Segment Start: Supplied data

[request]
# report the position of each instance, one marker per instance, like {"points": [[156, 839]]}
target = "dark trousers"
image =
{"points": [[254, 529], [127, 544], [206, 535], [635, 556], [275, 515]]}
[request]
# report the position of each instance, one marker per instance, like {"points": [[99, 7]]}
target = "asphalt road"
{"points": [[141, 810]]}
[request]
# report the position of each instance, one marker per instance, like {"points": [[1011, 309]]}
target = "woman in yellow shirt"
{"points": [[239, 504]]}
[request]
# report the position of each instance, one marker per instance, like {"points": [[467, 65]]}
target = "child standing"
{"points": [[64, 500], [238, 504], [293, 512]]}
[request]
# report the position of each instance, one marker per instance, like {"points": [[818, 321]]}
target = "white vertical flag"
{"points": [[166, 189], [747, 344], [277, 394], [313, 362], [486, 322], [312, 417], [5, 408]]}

Segment End: Supplied data

Restate all entries above verbatim.

[request]
# report the position of each instance, one marker per instance, like {"points": [[156, 839]]}
target = "dark trousers"
image =
{"points": [[254, 529], [127, 544], [206, 535], [635, 556], [275, 515]]}
[request]
# report the position of each instance, one marker per instance, like {"points": [[99, 7]]}
target = "asphalt road"
{"points": [[141, 810]]}
[request]
# report the position of each instance, one marker per instance, like {"points": [[1011, 309]]}
target = "woman in yellow shirt"
{"points": [[239, 504]]}
[request]
# report the position of each instance, one marker per instance, like {"points": [[467, 65]]}
target = "child standing"
{"points": [[64, 500], [238, 504], [293, 512]]}
[request]
# report the position of each instance, one marker per instance, like {"points": [[818, 321]]}
target = "white vertical flag"
{"points": [[166, 189], [747, 344], [277, 394], [313, 362], [486, 322], [312, 417], [5, 408]]}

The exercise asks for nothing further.